(Referring expression data)
---*---

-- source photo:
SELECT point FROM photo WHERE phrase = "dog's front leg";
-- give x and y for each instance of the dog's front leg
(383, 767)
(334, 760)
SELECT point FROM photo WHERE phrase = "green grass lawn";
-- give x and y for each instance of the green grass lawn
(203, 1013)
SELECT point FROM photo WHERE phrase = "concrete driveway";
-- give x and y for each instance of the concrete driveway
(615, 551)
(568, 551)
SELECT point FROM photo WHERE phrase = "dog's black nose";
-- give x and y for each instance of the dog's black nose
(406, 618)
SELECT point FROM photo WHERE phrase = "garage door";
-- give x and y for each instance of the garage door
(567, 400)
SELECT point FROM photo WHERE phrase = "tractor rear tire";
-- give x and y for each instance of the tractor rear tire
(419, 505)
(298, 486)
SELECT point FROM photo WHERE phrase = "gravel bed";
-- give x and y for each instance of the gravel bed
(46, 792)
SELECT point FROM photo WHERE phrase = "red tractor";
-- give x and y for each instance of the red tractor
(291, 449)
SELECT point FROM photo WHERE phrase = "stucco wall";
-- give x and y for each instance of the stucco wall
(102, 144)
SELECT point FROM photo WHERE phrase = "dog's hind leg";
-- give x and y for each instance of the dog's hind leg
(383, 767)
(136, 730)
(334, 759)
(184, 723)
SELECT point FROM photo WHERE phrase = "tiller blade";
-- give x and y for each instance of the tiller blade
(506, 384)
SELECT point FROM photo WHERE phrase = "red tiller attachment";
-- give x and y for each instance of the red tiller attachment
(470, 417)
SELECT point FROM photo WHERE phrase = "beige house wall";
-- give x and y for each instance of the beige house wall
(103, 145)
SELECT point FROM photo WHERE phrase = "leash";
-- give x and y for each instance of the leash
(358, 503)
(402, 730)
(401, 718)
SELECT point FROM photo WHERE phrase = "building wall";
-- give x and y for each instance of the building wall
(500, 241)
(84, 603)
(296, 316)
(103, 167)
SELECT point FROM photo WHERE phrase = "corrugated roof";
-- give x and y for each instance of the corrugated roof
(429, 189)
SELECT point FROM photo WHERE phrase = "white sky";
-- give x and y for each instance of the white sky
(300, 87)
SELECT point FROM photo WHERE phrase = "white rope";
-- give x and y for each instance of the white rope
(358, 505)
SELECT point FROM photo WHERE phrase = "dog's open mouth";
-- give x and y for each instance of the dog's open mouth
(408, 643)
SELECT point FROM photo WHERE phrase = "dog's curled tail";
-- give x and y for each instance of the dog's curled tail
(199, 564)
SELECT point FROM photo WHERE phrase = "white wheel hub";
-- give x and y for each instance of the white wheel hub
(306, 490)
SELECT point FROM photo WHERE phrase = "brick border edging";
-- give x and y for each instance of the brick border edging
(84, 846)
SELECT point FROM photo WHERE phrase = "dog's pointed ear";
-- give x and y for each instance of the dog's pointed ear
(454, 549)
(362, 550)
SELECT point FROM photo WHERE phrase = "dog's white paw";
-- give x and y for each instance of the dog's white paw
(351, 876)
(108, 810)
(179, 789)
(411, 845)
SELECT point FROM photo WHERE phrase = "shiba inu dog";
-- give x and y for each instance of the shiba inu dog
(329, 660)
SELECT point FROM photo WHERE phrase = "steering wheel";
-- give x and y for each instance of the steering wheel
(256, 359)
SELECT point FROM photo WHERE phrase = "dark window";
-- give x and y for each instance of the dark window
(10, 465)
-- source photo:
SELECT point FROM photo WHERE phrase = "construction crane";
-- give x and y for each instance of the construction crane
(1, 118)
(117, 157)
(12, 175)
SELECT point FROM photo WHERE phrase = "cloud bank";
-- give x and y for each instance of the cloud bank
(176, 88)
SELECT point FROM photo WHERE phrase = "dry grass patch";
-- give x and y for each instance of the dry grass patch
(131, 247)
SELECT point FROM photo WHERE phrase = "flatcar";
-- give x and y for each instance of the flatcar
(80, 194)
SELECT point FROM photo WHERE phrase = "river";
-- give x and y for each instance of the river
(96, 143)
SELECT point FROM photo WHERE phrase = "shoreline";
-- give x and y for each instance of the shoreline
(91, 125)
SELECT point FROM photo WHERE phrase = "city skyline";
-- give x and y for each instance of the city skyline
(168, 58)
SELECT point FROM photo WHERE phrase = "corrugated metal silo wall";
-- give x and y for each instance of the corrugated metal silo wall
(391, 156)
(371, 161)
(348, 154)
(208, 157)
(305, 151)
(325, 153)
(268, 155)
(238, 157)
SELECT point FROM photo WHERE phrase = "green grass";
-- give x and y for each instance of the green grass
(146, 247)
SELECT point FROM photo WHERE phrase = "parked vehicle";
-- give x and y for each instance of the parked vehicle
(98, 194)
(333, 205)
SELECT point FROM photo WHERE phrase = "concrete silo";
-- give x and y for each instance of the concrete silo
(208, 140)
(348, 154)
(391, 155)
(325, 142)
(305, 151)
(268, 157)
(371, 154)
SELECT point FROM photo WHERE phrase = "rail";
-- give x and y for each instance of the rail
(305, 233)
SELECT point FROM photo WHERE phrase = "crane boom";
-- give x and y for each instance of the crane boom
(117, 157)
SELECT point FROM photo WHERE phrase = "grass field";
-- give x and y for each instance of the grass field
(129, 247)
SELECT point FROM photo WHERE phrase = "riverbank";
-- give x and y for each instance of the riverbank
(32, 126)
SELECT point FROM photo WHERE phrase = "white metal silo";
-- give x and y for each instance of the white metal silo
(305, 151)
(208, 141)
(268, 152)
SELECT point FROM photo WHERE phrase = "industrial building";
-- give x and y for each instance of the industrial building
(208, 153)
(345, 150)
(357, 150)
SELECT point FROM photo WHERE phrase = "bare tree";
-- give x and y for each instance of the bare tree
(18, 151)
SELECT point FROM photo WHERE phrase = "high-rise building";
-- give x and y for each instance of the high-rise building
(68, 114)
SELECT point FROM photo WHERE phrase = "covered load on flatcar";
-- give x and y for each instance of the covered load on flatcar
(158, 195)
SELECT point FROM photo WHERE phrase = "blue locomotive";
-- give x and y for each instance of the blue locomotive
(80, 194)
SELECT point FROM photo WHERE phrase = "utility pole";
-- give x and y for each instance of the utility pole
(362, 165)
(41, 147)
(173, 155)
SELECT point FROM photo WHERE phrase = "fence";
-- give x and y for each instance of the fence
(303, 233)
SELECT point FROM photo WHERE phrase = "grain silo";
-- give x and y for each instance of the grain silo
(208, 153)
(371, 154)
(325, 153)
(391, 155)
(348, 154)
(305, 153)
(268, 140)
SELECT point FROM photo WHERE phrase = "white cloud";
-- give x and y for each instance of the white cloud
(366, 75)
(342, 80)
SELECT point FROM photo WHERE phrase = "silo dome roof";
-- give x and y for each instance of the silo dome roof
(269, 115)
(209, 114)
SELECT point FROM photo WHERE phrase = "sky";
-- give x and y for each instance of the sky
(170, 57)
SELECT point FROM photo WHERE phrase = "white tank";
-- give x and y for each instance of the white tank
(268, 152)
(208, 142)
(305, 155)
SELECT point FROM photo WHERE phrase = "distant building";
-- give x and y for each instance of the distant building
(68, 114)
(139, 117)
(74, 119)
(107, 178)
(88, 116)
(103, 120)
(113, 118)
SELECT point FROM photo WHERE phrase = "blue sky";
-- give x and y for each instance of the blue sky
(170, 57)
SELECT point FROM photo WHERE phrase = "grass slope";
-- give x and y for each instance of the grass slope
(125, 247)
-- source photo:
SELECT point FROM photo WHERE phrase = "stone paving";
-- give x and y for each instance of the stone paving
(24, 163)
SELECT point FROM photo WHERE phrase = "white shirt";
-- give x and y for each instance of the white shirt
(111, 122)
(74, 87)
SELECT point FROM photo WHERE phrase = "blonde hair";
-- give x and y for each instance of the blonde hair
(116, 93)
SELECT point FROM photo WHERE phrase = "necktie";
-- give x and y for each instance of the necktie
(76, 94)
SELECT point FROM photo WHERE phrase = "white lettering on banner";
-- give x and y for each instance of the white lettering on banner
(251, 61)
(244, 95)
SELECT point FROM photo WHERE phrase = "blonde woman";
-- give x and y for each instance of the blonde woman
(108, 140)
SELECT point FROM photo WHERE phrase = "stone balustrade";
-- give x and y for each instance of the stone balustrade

---*---

ASSIGNED TASK: Your task is to find each line in the entries that contains the string "balustrade" and copy it.

RESULT OF THIS TASK:
SELECT point FROM photo WHERE phrase = "stone balustrade";
-- give x and y for each instance of the stone balustrade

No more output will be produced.